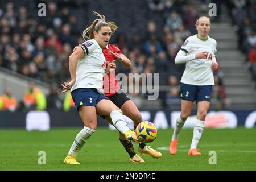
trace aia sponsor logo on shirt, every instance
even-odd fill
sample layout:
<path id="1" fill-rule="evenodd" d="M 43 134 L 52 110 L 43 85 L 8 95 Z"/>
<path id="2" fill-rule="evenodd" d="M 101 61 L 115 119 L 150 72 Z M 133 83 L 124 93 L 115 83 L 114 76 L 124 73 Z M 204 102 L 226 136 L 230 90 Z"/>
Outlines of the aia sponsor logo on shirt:
<path id="1" fill-rule="evenodd" d="M 188 43 L 188 40 L 186 40 L 184 43 L 183 43 L 183 44 L 182 44 L 182 46 L 186 46 Z"/>
<path id="2" fill-rule="evenodd" d="M 90 47 L 92 44 L 93 44 L 93 43 L 90 41 L 87 41 L 84 43 L 84 45 L 86 47 Z"/>
<path id="3" fill-rule="evenodd" d="M 205 54 L 205 57 L 204 57 L 204 59 L 208 60 L 212 60 L 212 55 L 209 52 L 207 52 Z"/>

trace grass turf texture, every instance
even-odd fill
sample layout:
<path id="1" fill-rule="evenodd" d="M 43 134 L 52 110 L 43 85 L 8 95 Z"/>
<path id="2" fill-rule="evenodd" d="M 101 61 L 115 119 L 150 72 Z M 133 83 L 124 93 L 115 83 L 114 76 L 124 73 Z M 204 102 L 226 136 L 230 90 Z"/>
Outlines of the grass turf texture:
<path id="1" fill-rule="evenodd" d="M 256 170 L 256 127 L 205 129 L 198 146 L 201 156 L 187 155 L 192 129 L 181 131 L 175 155 L 168 152 L 173 130 L 159 129 L 156 139 L 147 145 L 159 150 L 163 156 L 157 159 L 141 155 L 145 163 L 129 163 L 117 131 L 98 128 L 79 153 L 81 164 L 65 164 L 64 159 L 80 130 L 0 130 L 0 170 Z M 133 144 L 138 154 L 138 145 Z M 38 163 L 40 151 L 46 153 L 46 165 Z M 216 152 L 216 165 L 209 164 L 210 151 Z"/>

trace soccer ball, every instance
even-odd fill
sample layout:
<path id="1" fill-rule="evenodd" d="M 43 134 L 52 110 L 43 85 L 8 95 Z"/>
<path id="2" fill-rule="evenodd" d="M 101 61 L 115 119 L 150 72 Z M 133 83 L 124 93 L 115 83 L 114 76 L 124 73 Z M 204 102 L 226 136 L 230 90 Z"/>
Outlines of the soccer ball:
<path id="1" fill-rule="evenodd" d="M 152 123 L 149 121 L 143 121 L 138 125 L 135 133 L 139 142 L 150 143 L 156 139 L 158 130 Z"/>

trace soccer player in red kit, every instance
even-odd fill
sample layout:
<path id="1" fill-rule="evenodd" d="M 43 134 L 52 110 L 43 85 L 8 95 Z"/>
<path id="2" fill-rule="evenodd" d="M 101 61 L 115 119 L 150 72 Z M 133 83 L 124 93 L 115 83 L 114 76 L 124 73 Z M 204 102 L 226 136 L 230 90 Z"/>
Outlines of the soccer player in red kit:
<path id="1" fill-rule="evenodd" d="M 103 48 L 103 53 L 107 64 L 106 67 L 109 64 L 110 67 L 109 67 L 116 68 L 115 60 L 121 62 L 127 67 L 130 67 L 131 65 L 130 60 L 122 53 L 119 48 L 114 45 L 108 44 L 106 46 Z M 108 76 L 105 76 L 104 80 L 105 95 L 121 109 L 123 115 L 133 121 L 135 129 L 137 125 L 143 121 L 141 114 L 135 104 L 128 96 L 123 92 L 118 92 L 121 89 L 117 84 L 115 76 L 115 69 L 111 69 Z M 110 123 L 112 123 L 111 118 L 109 117 L 105 119 Z M 144 160 L 135 152 L 131 142 L 127 140 L 123 134 L 121 133 L 119 133 L 119 140 L 129 154 L 130 162 L 144 162 Z M 139 143 L 139 152 L 143 155 L 148 154 L 155 158 L 159 158 L 162 155 L 160 152 L 142 143 Z"/>

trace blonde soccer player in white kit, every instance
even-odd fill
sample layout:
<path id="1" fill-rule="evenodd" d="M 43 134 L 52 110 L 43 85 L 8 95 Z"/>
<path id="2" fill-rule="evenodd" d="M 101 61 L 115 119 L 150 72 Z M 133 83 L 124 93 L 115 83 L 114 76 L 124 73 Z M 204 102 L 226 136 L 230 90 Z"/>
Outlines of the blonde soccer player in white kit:
<path id="1" fill-rule="evenodd" d="M 135 132 L 128 127 L 122 111 L 104 94 L 103 77 L 106 60 L 102 48 L 109 42 L 111 35 L 117 28 L 113 22 L 106 22 L 105 16 L 93 21 L 83 32 L 88 40 L 80 46 L 69 56 L 69 68 L 71 80 L 62 84 L 63 93 L 71 90 L 84 128 L 76 135 L 64 163 L 79 164 L 76 156 L 97 127 L 97 113 L 110 115 L 113 125 L 124 134 L 128 140 L 138 142 Z M 86 36 L 89 35 L 89 37 Z M 89 39 L 89 40 L 88 40 Z"/>
<path id="2" fill-rule="evenodd" d="M 199 155 L 197 144 L 204 131 L 204 122 L 210 106 L 212 86 L 214 85 L 213 71 L 218 69 L 215 53 L 216 41 L 208 35 L 210 22 L 201 16 L 196 22 L 197 34 L 188 38 L 175 57 L 175 64 L 186 63 L 180 81 L 181 111 L 177 119 L 169 152 L 177 152 L 178 137 L 186 119 L 191 113 L 193 102 L 197 104 L 197 121 L 188 154 Z"/>

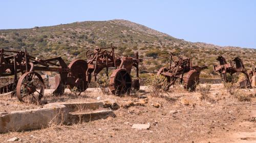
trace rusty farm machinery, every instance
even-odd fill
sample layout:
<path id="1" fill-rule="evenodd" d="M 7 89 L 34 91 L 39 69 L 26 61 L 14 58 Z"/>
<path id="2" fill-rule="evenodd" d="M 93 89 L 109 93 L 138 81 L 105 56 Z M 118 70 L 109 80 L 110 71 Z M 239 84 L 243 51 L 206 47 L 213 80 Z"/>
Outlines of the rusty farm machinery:
<path id="1" fill-rule="evenodd" d="M 36 71 L 59 73 L 60 76 L 55 76 L 54 94 L 63 94 L 66 87 L 80 94 L 88 88 L 92 75 L 96 80 L 97 74 L 104 68 L 108 73 L 109 67 L 115 68 L 110 76 L 109 85 L 113 94 L 126 93 L 132 88 L 139 89 L 139 63 L 142 59 L 139 58 L 138 53 L 134 57 L 119 55 L 122 58 L 117 58 L 118 54 L 114 53 L 114 48 L 111 45 L 109 48 L 88 50 L 88 61 L 75 60 L 68 66 L 61 57 L 43 60 L 29 55 L 26 49 L 24 51 L 0 49 L 0 76 L 13 76 L 12 82 L 1 85 L 0 94 L 12 92 L 12 95 L 16 95 L 22 102 L 39 101 L 44 95 L 45 84 Z M 137 77 L 133 81 L 130 75 L 133 66 L 136 69 Z"/>
<path id="2" fill-rule="evenodd" d="M 190 58 L 183 59 L 179 54 L 170 52 L 169 67 L 161 68 L 157 75 L 164 76 L 170 86 L 175 83 L 177 79 L 180 79 L 180 83 L 183 83 L 184 89 L 188 91 L 196 89 L 199 83 L 201 71 L 207 69 L 206 66 L 192 66 L 191 53 Z M 174 60 L 173 58 L 176 58 Z M 174 64 L 173 64 L 173 62 Z"/>
<path id="3" fill-rule="evenodd" d="M 22 102 L 38 102 L 43 97 L 45 84 L 36 71 L 59 72 L 56 76 L 56 88 L 53 94 L 61 95 L 65 86 L 76 87 L 79 92 L 84 91 L 87 63 L 82 60 L 72 61 L 68 66 L 61 57 L 42 60 L 29 55 L 25 49 L 11 51 L 0 49 L 0 76 L 12 76 L 13 82 L 1 85 L 0 94 L 12 92 Z M 21 73 L 19 78 L 18 74 Z M 85 75 L 83 76 L 85 77 Z"/>
<path id="4" fill-rule="evenodd" d="M 139 58 L 136 52 L 133 57 L 125 56 L 114 52 L 116 47 L 111 45 L 110 47 L 96 48 L 89 50 L 86 55 L 89 61 L 88 68 L 86 71 L 86 80 L 90 82 L 92 75 L 96 80 L 97 75 L 106 68 L 106 75 L 108 76 L 109 68 L 115 70 L 110 76 L 109 88 L 111 93 L 119 95 L 129 92 L 132 89 L 139 90 L 140 78 L 139 77 L 139 63 L 143 61 Z M 106 49 L 110 49 L 109 51 Z M 117 58 L 117 55 L 121 57 Z M 136 78 L 132 79 L 131 72 L 132 67 L 136 70 Z"/>
<path id="5" fill-rule="evenodd" d="M 241 88 L 252 87 L 253 79 L 256 75 L 256 68 L 252 69 L 248 74 L 243 61 L 238 56 L 230 60 L 229 63 L 227 63 L 226 59 L 221 55 L 219 56 L 216 60 L 219 62 L 220 65 L 214 65 L 214 71 L 220 73 L 221 78 L 224 82 L 232 82 L 233 80 L 233 75 L 234 73 L 243 73 L 244 75 L 244 79 L 239 82 L 240 87 Z M 229 76 L 228 76 L 227 74 Z"/>

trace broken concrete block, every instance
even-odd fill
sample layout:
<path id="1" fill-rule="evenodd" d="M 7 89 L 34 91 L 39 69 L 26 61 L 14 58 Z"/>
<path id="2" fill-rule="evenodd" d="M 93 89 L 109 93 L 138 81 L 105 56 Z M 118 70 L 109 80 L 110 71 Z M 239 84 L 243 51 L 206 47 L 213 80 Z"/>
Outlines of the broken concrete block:
<path id="1" fill-rule="evenodd" d="M 132 129 L 148 129 L 150 127 L 150 124 L 133 124 Z"/>
<path id="2" fill-rule="evenodd" d="M 103 101 L 103 107 L 110 107 L 112 109 L 117 110 L 119 108 L 120 106 L 116 100 L 111 99 L 106 99 Z"/>
<path id="3" fill-rule="evenodd" d="M 169 112 L 169 113 L 170 114 L 176 114 L 176 113 L 178 113 L 178 111 L 176 110 L 170 110 Z"/>
<path id="4" fill-rule="evenodd" d="M 11 141 L 18 141 L 18 140 L 19 140 L 18 138 L 17 138 L 17 137 L 14 137 L 7 140 L 7 141 L 11 142 Z"/>
<path id="5" fill-rule="evenodd" d="M 123 104 L 123 108 L 128 108 L 131 106 L 134 105 L 134 103 L 132 100 L 127 101 Z"/>
<path id="6" fill-rule="evenodd" d="M 155 107 L 156 108 L 159 108 L 159 107 L 162 106 L 162 104 L 158 103 L 158 102 L 153 103 L 151 104 L 151 105 L 153 106 L 154 107 Z"/>

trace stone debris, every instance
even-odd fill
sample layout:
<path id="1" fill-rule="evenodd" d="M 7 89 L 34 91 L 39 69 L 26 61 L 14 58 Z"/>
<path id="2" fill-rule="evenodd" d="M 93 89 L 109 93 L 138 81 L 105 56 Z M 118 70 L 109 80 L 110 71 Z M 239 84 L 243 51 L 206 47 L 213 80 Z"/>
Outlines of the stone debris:
<path id="1" fill-rule="evenodd" d="M 158 103 L 158 102 L 155 102 L 152 104 L 151 104 L 151 105 L 156 107 L 156 108 L 159 108 L 161 106 L 162 106 L 162 104 Z"/>
<path id="2" fill-rule="evenodd" d="M 18 140 L 19 140 L 18 138 L 17 138 L 17 137 L 14 137 L 7 140 L 7 141 L 11 142 L 11 141 L 18 141 Z"/>
<path id="3" fill-rule="evenodd" d="M 180 101 L 180 102 L 182 104 L 186 105 L 186 106 L 188 106 L 190 104 L 189 101 L 186 99 L 182 99 Z"/>
<path id="4" fill-rule="evenodd" d="M 139 99 L 138 102 L 134 102 L 134 105 L 143 105 L 146 103 L 147 103 L 147 98 L 145 99 Z"/>
<path id="5" fill-rule="evenodd" d="M 176 113 L 178 113 L 178 111 L 177 110 L 170 110 L 169 112 L 169 113 L 170 114 L 176 114 Z"/>
<path id="6" fill-rule="evenodd" d="M 134 102 L 132 100 L 127 101 L 122 105 L 123 108 L 128 108 L 131 106 L 134 105 Z"/>
<path id="7" fill-rule="evenodd" d="M 132 127 L 132 129 L 146 129 L 148 130 L 150 129 L 150 124 L 133 124 Z"/>

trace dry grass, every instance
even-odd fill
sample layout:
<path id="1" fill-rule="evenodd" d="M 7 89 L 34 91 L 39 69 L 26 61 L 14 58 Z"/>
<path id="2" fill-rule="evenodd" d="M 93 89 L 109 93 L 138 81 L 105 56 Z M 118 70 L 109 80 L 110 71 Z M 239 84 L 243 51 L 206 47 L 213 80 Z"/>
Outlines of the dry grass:
<path id="1" fill-rule="evenodd" d="M 181 89 L 179 91 L 167 93 L 168 95 L 166 96 L 176 99 L 170 101 L 163 98 L 152 97 L 146 88 L 142 88 L 137 94 L 147 96 L 148 103 L 144 104 L 144 106 L 132 106 L 127 109 L 121 108 L 115 110 L 116 118 L 89 123 L 81 122 L 71 126 L 53 123 L 50 128 L 1 135 L 0 142 L 5 142 L 10 138 L 17 136 L 24 142 L 191 142 L 192 141 L 201 142 L 199 141 L 200 140 L 211 142 L 212 140 L 209 138 L 226 136 L 228 132 L 227 130 L 231 132 L 244 129 L 243 127 L 238 127 L 237 125 L 248 118 L 250 113 L 248 110 L 253 107 L 247 104 L 237 104 L 241 102 L 234 96 L 221 94 L 227 92 L 223 87 L 211 85 L 207 95 L 210 98 L 220 99 L 215 102 L 201 100 L 199 98 L 201 95 L 199 92 L 188 92 Z M 213 97 L 216 91 L 219 93 L 214 94 Z M 96 92 L 89 89 L 86 96 L 81 95 L 84 96 L 84 98 L 79 98 L 81 97 L 78 96 L 76 99 L 72 96 L 64 96 L 63 100 L 95 101 L 100 94 L 99 90 Z M 100 97 L 102 99 L 109 98 L 116 99 L 120 104 L 126 101 L 138 100 L 129 95 L 120 97 L 101 95 Z M 255 101 L 255 98 L 252 98 L 251 102 L 253 101 Z M 162 106 L 155 108 L 151 106 L 152 103 L 156 102 L 161 103 Z M 229 104 L 232 105 L 227 105 Z M 83 108 L 83 107 L 77 107 L 78 110 L 82 110 Z M 170 110 L 176 112 L 170 113 Z M 148 123 L 151 124 L 149 130 L 131 128 L 133 124 Z M 31 135 L 35 137 L 31 137 Z"/>

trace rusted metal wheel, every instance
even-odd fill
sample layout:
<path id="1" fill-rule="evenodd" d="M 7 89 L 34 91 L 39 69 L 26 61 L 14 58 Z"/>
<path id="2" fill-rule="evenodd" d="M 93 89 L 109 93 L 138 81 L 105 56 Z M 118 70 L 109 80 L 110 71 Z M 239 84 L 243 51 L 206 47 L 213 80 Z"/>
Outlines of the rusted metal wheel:
<path id="1" fill-rule="evenodd" d="M 199 83 L 200 73 L 196 70 L 190 70 L 184 77 L 183 87 L 190 91 L 196 90 L 197 84 Z"/>
<path id="2" fill-rule="evenodd" d="M 20 101 L 38 102 L 44 96 L 45 84 L 41 76 L 34 71 L 27 72 L 19 78 L 16 87 L 16 95 Z"/>
<path id="3" fill-rule="evenodd" d="M 140 80 L 139 79 L 135 79 L 133 81 L 132 88 L 133 90 L 139 90 L 140 87 Z"/>
<path id="4" fill-rule="evenodd" d="M 157 72 L 157 75 L 162 75 L 161 74 L 162 72 L 168 72 L 168 68 L 166 68 L 165 67 L 162 67 L 158 70 L 158 72 Z M 163 76 L 164 76 L 166 78 L 167 81 L 168 82 L 170 82 L 170 81 L 171 81 L 170 77 L 165 76 L 165 75 L 163 75 Z"/>
<path id="5" fill-rule="evenodd" d="M 125 69 L 114 71 L 110 76 L 110 89 L 113 94 L 120 95 L 130 92 L 132 88 L 132 77 Z"/>
<path id="6" fill-rule="evenodd" d="M 80 94 L 88 87 L 86 81 L 87 62 L 81 59 L 75 60 L 69 65 L 69 68 L 70 72 L 68 74 L 67 87 L 72 92 Z"/>

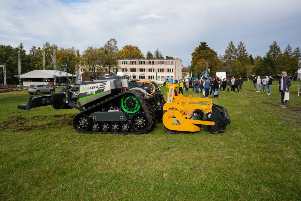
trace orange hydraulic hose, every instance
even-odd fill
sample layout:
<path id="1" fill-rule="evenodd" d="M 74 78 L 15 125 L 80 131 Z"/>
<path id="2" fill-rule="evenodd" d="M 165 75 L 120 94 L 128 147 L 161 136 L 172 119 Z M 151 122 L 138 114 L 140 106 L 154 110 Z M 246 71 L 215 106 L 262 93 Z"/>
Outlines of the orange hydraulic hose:
<path id="1" fill-rule="evenodd" d="M 154 87 L 154 91 L 153 91 L 152 93 L 150 93 L 148 95 L 148 96 L 151 96 L 151 95 L 152 95 L 153 94 L 154 94 L 154 93 L 155 93 L 155 92 L 156 91 L 156 87 L 155 86 L 155 85 L 154 85 L 153 83 L 149 82 L 144 82 L 144 81 L 135 81 L 136 82 L 141 82 L 143 83 L 148 83 L 149 84 L 150 84 L 153 85 L 153 86 Z"/>

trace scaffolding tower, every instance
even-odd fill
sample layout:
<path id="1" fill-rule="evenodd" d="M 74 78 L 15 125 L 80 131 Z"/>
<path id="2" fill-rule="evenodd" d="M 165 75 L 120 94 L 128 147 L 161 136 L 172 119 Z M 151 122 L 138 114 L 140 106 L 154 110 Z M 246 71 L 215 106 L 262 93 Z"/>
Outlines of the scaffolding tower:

--*--

Task objective: Rewrite the material starting at the line containing "trace broken concrete block, every instance" and ending at the line containing "L 176 114 L", changing "concrete" to "cement" and leaving everything else unchanged.

Correct output:
trace broken cement block, every instance
even-odd fill
sample layout:
<path id="1" fill-rule="evenodd" d="M 7 89 L 34 91 L 39 69 L 26 61 L 14 58 Z"/>
<path id="2" fill-rule="evenodd" d="M 93 89 L 109 93 L 138 81 L 105 56 Z M 118 70 L 109 80 L 110 71 Z M 239 84 L 243 51 L 206 47 L 213 80 Z"/>
Outlines of the broken cement block:
<path id="1" fill-rule="evenodd" d="M 132 129 L 148 129 L 150 127 L 150 124 L 133 124 Z"/>
<path id="2" fill-rule="evenodd" d="M 103 101 L 103 107 L 110 107 L 112 109 L 117 110 L 119 108 L 120 106 L 116 100 L 111 99 L 106 99 Z"/>
<path id="3" fill-rule="evenodd" d="M 169 112 L 169 113 L 170 114 L 176 114 L 176 113 L 178 113 L 178 111 L 176 110 L 170 110 Z"/>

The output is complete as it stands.